##### Passage shown

Planeo

Planeo is an interactive 3D web application where users and AI agents coexist and interact in a shared environment. It showcases real-time multi-user communication, AI-driven agents with vision and speech capabilities, and a dynamic physics-based world.

Core Features

3D Environment: Interactive 3D space built with React Three Fiber.
Real-time Multi-user Interaction: See other users' movements (represented as eyeballs) in real-time using Server-Sent Events (SSE).
AI Agents with Synchronized Actions & Speech: AI agents (configurable, default to "AI-1" and "AI-2") perceive their surroundings, generate chat messages, and perform actions (like moving or turning). Their actions are synchronized with audio playback of their speech, and their visual perspective is updated at ~10 FPS. (Details, Vision Details, Interaction Flow)
Chat Functionality: View messages from AI agents in a shared chat window. (Details)
Text-to-Speech (TTS): Chat messages from AI agents can be spoken aloud. Currently, this uses a test audio track for development. A full Google Cloud TTS integration is prototyped. (Details, src/lib/audioService.ts)

##########
##### Extracted records

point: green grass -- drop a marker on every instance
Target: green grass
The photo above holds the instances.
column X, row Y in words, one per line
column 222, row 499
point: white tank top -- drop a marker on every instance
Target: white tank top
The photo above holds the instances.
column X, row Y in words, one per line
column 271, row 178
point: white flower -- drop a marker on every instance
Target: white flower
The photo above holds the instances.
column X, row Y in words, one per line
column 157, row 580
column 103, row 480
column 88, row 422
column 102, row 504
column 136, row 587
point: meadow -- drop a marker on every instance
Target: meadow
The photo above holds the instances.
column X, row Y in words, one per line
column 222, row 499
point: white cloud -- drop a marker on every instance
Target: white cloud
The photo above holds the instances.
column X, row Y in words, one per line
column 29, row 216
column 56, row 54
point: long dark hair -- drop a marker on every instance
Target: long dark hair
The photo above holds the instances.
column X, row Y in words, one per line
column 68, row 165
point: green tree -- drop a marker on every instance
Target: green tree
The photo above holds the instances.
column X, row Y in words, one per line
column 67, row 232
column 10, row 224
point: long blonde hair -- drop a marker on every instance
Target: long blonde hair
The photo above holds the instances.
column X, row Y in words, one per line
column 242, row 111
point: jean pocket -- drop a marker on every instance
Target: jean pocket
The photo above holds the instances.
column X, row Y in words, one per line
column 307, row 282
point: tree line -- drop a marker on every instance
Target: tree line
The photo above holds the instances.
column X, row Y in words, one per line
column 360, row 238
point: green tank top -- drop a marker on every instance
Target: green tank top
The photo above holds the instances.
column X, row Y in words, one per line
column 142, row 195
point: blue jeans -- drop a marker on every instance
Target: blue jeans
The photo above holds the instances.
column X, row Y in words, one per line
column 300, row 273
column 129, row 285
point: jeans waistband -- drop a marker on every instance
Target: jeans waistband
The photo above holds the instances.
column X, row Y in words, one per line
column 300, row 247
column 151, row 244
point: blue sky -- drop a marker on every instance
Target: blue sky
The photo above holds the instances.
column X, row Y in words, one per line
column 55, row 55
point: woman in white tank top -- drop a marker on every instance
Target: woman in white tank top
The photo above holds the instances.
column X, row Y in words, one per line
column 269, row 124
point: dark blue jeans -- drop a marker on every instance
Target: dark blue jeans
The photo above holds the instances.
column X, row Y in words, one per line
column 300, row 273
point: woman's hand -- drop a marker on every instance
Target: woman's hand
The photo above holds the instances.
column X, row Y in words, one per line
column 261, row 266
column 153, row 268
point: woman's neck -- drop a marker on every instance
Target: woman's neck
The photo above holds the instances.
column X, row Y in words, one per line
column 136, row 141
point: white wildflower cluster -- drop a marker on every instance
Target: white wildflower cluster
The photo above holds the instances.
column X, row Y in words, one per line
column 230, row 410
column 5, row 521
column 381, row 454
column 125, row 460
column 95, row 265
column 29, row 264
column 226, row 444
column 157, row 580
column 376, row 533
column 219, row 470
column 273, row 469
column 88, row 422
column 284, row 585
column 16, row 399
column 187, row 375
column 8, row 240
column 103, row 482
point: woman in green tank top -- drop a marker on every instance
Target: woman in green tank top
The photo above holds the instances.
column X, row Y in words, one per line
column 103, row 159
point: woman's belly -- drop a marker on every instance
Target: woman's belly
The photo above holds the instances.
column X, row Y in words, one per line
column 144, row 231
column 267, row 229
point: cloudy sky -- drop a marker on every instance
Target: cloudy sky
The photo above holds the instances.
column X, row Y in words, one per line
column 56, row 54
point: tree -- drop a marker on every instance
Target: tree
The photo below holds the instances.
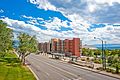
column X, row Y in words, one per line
column 6, row 35
column 27, row 45
column 96, row 53
column 114, row 59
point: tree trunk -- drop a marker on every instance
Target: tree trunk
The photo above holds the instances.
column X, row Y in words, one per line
column 23, row 59
column 117, row 69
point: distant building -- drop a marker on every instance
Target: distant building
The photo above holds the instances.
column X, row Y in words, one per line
column 56, row 45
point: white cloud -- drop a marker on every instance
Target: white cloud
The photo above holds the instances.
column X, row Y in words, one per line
column 44, row 4
column 1, row 11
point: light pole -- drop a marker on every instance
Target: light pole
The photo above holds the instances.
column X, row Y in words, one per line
column 103, row 56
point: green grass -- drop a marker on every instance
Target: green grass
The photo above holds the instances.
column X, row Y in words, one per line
column 11, row 69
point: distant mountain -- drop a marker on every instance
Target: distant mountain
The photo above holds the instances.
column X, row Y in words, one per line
column 105, row 46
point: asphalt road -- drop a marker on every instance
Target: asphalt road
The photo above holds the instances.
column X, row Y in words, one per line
column 51, row 69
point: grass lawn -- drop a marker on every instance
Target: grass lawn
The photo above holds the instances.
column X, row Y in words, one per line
column 11, row 69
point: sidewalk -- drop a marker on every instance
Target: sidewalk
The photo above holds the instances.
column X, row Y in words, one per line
column 78, row 64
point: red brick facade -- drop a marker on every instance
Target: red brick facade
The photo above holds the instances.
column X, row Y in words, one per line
column 64, row 46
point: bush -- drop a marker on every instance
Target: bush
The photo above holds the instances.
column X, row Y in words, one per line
column 108, row 70
column 83, row 59
column 100, row 68
column 97, row 61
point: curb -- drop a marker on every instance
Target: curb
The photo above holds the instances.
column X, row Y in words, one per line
column 30, row 69
column 33, row 72
column 76, row 65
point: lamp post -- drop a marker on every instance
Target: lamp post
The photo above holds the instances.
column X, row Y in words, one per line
column 103, row 55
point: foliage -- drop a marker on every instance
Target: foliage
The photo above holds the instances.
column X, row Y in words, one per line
column 114, row 59
column 27, row 45
column 87, row 52
column 97, row 52
column 11, row 69
column 5, row 38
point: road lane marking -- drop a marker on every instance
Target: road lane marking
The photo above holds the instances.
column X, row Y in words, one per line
column 58, row 68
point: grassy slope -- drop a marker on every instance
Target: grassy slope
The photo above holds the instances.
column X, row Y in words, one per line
column 11, row 69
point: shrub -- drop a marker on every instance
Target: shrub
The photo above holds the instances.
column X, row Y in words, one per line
column 108, row 70
column 83, row 59
column 97, row 61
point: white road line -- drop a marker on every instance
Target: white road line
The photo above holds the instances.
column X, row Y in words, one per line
column 58, row 68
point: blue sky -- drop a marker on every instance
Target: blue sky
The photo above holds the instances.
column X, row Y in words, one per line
column 48, row 19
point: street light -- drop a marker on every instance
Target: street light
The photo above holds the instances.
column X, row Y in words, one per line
column 103, row 56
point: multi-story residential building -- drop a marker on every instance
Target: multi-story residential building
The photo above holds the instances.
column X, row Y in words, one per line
column 44, row 47
column 56, row 45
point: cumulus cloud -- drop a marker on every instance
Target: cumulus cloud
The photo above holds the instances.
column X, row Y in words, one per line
column 109, row 33
column 92, row 11
column 1, row 11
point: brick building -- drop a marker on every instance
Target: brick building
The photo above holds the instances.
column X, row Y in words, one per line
column 56, row 45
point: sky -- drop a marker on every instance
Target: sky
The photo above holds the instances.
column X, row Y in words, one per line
column 84, row 19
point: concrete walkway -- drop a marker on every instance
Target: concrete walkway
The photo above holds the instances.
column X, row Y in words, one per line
column 78, row 64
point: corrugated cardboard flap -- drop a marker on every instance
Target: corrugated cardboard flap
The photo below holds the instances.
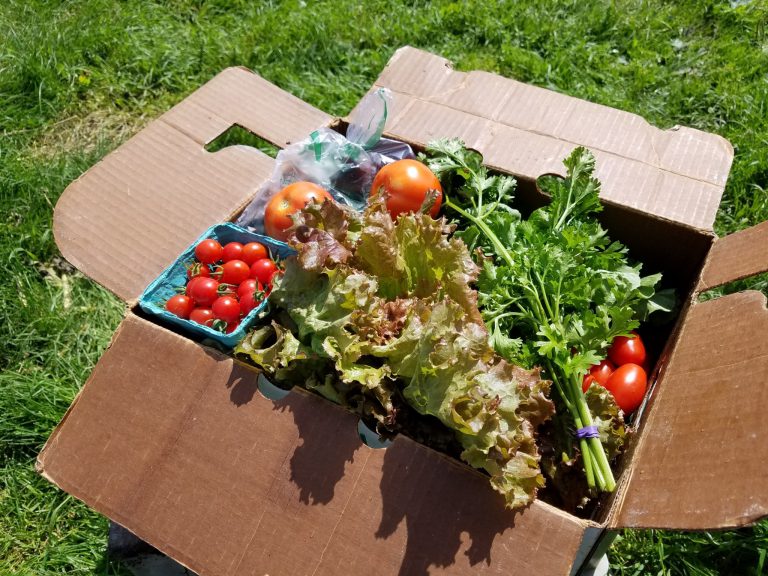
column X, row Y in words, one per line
column 736, row 256
column 175, row 442
column 678, row 174
column 700, row 460
column 129, row 216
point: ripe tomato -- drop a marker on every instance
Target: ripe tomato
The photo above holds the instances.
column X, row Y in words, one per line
column 263, row 270
column 197, row 269
column 233, row 272
column 180, row 305
column 202, row 316
column 233, row 251
column 406, row 183
column 628, row 384
column 292, row 198
column 209, row 251
column 192, row 281
column 250, row 301
column 627, row 350
column 203, row 291
column 253, row 251
column 226, row 308
column 602, row 371
column 248, row 287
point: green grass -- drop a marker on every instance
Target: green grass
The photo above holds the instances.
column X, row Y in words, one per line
column 77, row 78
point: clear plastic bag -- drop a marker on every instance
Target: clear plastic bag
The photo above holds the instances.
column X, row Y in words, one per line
column 345, row 166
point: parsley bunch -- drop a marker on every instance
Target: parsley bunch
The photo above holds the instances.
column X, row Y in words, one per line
column 554, row 290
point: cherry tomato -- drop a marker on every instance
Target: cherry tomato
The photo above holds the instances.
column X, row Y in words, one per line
column 226, row 308
column 254, row 251
column 292, row 198
column 406, row 183
column 203, row 291
column 198, row 269
column 263, row 270
column 587, row 382
column 250, row 301
column 627, row 350
column 192, row 281
column 248, row 287
column 232, row 251
column 180, row 305
column 202, row 316
column 628, row 384
column 209, row 251
column 602, row 371
column 233, row 272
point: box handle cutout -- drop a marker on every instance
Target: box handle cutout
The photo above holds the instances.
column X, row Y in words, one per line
column 757, row 282
column 269, row 390
column 371, row 438
column 237, row 135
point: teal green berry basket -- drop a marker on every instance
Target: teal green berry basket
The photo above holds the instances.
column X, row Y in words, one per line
column 153, row 299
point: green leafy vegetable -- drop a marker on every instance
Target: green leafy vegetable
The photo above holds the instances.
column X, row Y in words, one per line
column 554, row 290
column 386, row 310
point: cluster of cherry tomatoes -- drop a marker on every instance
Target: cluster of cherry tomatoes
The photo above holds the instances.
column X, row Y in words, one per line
column 622, row 373
column 224, row 284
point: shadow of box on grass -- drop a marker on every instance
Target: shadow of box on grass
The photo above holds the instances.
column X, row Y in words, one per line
column 153, row 299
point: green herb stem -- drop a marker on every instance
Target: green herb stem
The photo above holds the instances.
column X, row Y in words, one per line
column 497, row 244
column 596, row 466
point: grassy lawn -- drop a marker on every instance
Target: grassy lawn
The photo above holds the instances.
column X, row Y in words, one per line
column 77, row 78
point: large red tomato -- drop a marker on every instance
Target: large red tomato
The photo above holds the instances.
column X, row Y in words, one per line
column 406, row 183
column 626, row 350
column 628, row 384
column 292, row 198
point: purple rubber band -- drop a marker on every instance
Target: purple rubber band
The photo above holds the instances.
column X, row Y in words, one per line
column 587, row 432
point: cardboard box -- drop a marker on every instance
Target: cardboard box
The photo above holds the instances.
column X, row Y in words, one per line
column 173, row 440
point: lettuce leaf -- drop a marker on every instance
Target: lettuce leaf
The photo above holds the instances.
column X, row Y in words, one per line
column 386, row 308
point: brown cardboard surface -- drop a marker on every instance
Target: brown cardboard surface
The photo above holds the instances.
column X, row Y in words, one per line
column 736, row 256
column 700, row 461
column 128, row 217
column 677, row 174
column 174, row 442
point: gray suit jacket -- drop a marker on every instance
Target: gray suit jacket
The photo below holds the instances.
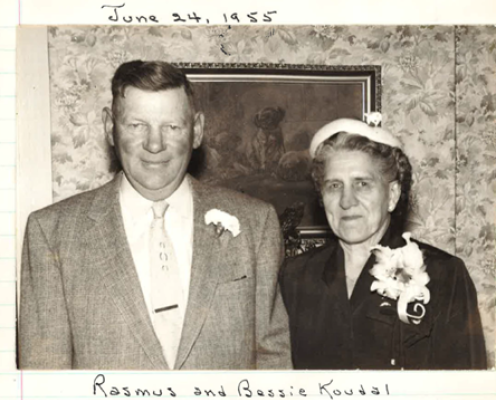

##########

Written exercise
Please decide whether each statement agrees with the Planeo description, answering yes or no and quoting the deciding words: (a) other users' movements appear in real time through Server-Sent Events; (b) the AI agents' visual perspective is updated at about 30 FPS; (c) spoken chat currently runs on a full Google Cloud TTS integration.

Task answer
(a) Yes: "See other users' movements (represented as eyeballs) in real-time using Server-Sent Events (SSE)."
(b) No: "their visual perspective is updated at ~10 FPS."
(c) No: "Currently, this uses a test audio track for development. A full Google Cloud TTS integration is prototyped."